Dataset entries
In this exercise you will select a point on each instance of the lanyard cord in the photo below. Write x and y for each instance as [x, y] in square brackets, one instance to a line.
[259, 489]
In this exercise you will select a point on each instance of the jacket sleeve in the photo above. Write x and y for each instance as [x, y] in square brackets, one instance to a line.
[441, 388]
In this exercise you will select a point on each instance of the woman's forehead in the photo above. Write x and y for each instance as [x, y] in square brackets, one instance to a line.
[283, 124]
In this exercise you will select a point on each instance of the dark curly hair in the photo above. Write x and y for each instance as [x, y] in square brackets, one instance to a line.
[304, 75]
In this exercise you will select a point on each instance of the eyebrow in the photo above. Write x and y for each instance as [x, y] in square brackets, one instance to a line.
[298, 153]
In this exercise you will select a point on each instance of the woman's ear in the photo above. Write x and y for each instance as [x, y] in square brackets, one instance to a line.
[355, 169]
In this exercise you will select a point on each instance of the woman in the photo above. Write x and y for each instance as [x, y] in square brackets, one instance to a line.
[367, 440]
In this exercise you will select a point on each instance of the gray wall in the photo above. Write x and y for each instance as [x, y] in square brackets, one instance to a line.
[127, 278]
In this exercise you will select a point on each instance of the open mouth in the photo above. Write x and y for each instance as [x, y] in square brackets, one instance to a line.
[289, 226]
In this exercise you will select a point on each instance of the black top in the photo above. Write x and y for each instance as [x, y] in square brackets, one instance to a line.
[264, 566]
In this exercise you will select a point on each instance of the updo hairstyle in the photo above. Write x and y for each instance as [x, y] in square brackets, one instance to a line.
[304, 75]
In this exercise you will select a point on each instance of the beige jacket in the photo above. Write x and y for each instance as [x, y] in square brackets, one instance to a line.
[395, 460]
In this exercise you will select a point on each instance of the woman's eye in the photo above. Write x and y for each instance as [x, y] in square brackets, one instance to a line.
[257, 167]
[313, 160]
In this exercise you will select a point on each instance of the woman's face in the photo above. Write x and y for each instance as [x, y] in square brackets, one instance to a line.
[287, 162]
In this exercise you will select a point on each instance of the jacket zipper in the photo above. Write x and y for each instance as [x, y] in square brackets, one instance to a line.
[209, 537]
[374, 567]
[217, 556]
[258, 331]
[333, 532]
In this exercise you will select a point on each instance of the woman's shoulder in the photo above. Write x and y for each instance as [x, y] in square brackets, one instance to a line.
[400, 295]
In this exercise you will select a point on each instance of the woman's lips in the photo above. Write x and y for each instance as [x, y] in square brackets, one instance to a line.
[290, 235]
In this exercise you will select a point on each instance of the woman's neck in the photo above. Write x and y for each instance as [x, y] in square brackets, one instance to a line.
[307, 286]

| Problem description |
With no line skipped, copy the entries exactly as written.

| Result |
In this exercise you will select a point on each instance of the lanyard cord in the photo below. Write x and y for each instance as [x, y] in square brackets, one instance to a line.
[259, 489]
In this exercise you will select a point on each instance of the jacket sleeve in the photo above. Write x and y for each instance as [x, y] in square brackets, one instance to a line.
[441, 388]
In this exercise you will select a point on each instance of the woman's forehead in the photo above. Write x and y for each instance as [x, y] in square brackets, one instance to a line.
[283, 124]
In this exercise you will select a point on each instance of the dark curly hair in the photo above. Write x and y for each instance as [x, y] in square brackets, one instance to a line.
[304, 75]
In this exercise you will select a point on each instance of the eyebrow in the photo above. Write x and y for each instance as [x, y] in square brackets, one instance to a line.
[298, 153]
In this exercise you will select a point on each instance of the woman's ear in the photo above. Write x and y for each instance as [x, y] in square brackets, one instance to a line.
[355, 169]
In this exercise you will select a point on each instance of the woman in the photo above. Write x and y for each instance as [x, y] in square brackets, one instance to a line.
[367, 440]
In this exercise you will select a point on each instance of the gray wall in the photo above. Write x and y for each instance as [x, y] in square brackets, one instance to a line.
[127, 278]
In this exercise you will select a point on each instance of the open mouth in the photo above. Write x and y for each instance as [x, y] in square brackets, one instance to a line.
[289, 226]
In this exercise you will select a point on each instance of the black top in the photo above. Write x and y for each instance as [x, y] in square brackets, one instance to a line.
[264, 566]
In this exercise you will select a point on each instance of the updo hairstyle in the photo above. Write x and y for each instance as [x, y] in square brackets, one instance to a line.
[304, 75]
In this exercise you will select a point on each instance of the beige jacket in the photo above. Write x and y for each instance as [x, y] in square brackets, one instance to a line.
[395, 460]
In this exercise you will select a point on each instance of the woman's eye in the photo above. Write x and y for each instance as [x, y] in square brackets, one instance to a line.
[257, 167]
[313, 160]
In this exercise you will select a point on each instance of the woman's face in the photo above. Write x and y for each instance as [x, y] in square brackets, one instance to a line.
[287, 162]
In this exercise you will select a point on each instance of the jacket zipper in the photo above. Write x and y for each instance as [x, y] in square brackets, one instance to a line.
[209, 537]
[374, 567]
[217, 556]
[258, 331]
[333, 532]
In this exercise you will select a point on each instance of the woman's shoulder in the photo above. Write x and y for each instance as [x, y] in square brackets, one instance to a line.
[400, 295]
In this exercise you will select a point on each instance of the woman's lips in the photo above. Write x and y for each instance as [x, y] in square brackets, one instance to a line.
[290, 235]
In this exercise you will select a point on each instance of the woman's neck in the photo above. Write x and y for each instance as [x, y] in square brackets, one instance to a line.
[307, 286]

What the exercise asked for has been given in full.